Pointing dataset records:
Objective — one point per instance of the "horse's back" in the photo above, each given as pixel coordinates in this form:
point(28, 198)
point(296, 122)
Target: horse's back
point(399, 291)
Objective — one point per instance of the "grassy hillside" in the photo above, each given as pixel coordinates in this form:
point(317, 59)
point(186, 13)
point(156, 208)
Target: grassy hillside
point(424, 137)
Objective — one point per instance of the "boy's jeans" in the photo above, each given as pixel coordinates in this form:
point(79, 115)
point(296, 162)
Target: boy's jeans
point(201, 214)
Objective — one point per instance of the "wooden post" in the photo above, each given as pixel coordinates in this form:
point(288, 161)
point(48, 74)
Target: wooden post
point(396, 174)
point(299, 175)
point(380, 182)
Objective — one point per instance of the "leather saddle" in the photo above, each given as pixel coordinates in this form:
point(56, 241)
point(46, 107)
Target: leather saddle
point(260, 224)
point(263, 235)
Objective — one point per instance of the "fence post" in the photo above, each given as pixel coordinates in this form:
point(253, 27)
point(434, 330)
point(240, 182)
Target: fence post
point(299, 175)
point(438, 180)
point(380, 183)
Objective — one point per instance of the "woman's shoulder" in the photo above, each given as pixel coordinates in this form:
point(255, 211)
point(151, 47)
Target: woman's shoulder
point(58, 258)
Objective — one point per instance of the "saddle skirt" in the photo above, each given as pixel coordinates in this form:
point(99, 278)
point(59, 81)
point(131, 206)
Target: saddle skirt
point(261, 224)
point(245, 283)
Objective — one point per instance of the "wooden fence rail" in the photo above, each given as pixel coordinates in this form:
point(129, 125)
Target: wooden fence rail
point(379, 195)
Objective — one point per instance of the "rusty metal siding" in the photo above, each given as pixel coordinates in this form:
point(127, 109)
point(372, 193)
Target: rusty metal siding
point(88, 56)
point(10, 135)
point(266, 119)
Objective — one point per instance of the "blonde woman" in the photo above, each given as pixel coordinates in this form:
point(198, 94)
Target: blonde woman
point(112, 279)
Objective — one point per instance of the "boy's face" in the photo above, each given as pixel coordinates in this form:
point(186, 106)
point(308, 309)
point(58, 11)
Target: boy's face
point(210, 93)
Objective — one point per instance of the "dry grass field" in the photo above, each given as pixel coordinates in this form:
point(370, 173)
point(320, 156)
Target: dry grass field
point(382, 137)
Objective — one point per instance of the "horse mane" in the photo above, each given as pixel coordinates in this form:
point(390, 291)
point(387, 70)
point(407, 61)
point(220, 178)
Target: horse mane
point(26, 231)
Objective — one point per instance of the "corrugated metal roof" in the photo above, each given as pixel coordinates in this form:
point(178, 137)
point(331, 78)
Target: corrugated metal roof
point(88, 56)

--- TASK GOAL ---
Present every line of the records above as a numbered list, leaving out any blank lines.

--- SOLUTION TO THIS EXERCISE ---
1. Objective — one point per instance of the "horse's back" in the photo above, each given as pixel coordinates in this form:
2. point(28, 198)
3. point(296, 122)
4. Target: horse's back
5. point(399, 291)
6. Objective — one point per instance of the "grassy hillside" in the photo above, each given as pixel coordinates in this form:
7. point(317, 59)
8. point(186, 13)
9. point(156, 208)
10. Target: grassy hillside
11. point(424, 137)
12. Objective — one point per instance of the "boy's jeans" in the photo above, each given as pixel coordinates in this form:
13. point(79, 115)
14. point(296, 162)
15. Target: boy's jeans
16. point(201, 214)
17. Objective — one point per instance of the "wooden post" in the photo above, each given as pixel coordinates in this form:
18. point(288, 161)
19. point(48, 74)
20. Target: wooden post
21. point(396, 174)
22. point(299, 175)
23. point(380, 182)
24. Objective — one point per instance of the "leather saddle" in the photo above, each given as pixel coordinates in this form:
25. point(56, 241)
26. point(46, 107)
27. Target: leather saddle
28. point(260, 224)
29. point(263, 235)
30. Objective — one point per instance of the "fence post" in the photo above, each given as pixel coordinates in this form:
31. point(253, 27)
32. point(434, 330)
33. point(240, 182)
34. Target: fence post
35. point(299, 175)
36. point(438, 180)
37. point(380, 183)
38. Objective — one point per instance of the "woman's shoulder" in the photo above, each given as pixel coordinates in this form:
39. point(255, 211)
40. point(151, 47)
41. Target: woman's shoulder
42. point(58, 258)
43. Objective — one point per instance of the "saddle skirt" in the photo above, each given as pixel coordinates in this form:
44. point(99, 278)
45. point(59, 81)
46. point(131, 206)
47. Target: saddle skirt
48. point(261, 224)
49. point(245, 283)
50. Objective — one point per instance of the "wooden fence rail" in the photo above, each given as pixel coordinates in this form:
51. point(129, 125)
52. Target: wooden fence rail
53. point(379, 195)
54. Objective — one point per instance of the "rusty metal siding" in the photo above, each given as pixel coordinates in this form:
55. point(127, 109)
56. point(372, 193)
57. Target: rusty metal siding
58. point(88, 56)
59. point(10, 135)
60. point(266, 119)
61. Objective — one point per instance of the "blonde woman" in the photo above, each given as pixel coordinates in this form:
62. point(198, 94)
63. Target: blonde woman
64. point(112, 279)
65. Objective — one point per instance of the "boy's face" in the photo above, each given as pixel coordinates in this form:
66. point(186, 106)
67. point(308, 309)
68. point(58, 11)
69. Target: boy's face
70. point(210, 93)
71. Objective — one point per instance of the "dry grass field" in the photo above, each given as pixel coordinates in this form:
72. point(370, 173)
73. point(320, 156)
74. Target: dry grass field
75. point(382, 137)
76. Objective — one point per instance of the "horse mane" in the photo above, each given as pixel coordinates in this form:
77. point(390, 291)
78. point(387, 70)
79. point(407, 61)
80. point(220, 178)
81. Target: horse mane
82. point(26, 231)
83. Objective — one point per instance of the "corrugated metal roof" in the photo above, each given as pixel coordinates in this form:
84. point(178, 137)
85. point(331, 78)
86. Target: corrugated metal roof
87. point(88, 56)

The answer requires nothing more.